Exercise directions:
Return all entries below exactly. Skip nothing.

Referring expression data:
|---|

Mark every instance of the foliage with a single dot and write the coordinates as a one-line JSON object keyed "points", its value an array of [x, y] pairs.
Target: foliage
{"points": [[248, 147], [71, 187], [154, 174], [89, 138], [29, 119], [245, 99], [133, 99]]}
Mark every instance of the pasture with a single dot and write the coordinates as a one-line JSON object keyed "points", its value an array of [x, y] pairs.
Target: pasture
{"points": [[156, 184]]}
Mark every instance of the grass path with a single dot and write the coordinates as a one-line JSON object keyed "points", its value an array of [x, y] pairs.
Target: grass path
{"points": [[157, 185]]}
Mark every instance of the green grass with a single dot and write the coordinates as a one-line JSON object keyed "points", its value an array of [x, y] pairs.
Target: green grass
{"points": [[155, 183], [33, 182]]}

|---|

Response area:
Mark every instance of the foliage with a single dot and write the coordinates as a one-line JSON object keyed "points", its value an array of [x, y] pairs.
Target: foliage
{"points": [[248, 147], [71, 187], [154, 174], [89, 138], [29, 119], [245, 99], [133, 99]]}
Mark every instance of the pasture with a single dot and write the coordinates as a one-line JSON object keyed "points", its value an array of [x, y] pairs.
Target: pasture
{"points": [[156, 184]]}
Mark every instance of the grass path with a single dot and write the coordinates as a one-line JSON object keyed "points", its value an array of [x, y] pairs.
Target: grass path
{"points": [[157, 185]]}
Mark every instance of the green grass with a single dot and write the coordinates as a one-line JSON object keyed "points", its value an array of [x, y] pairs.
Target: green grass
{"points": [[155, 183], [33, 182]]}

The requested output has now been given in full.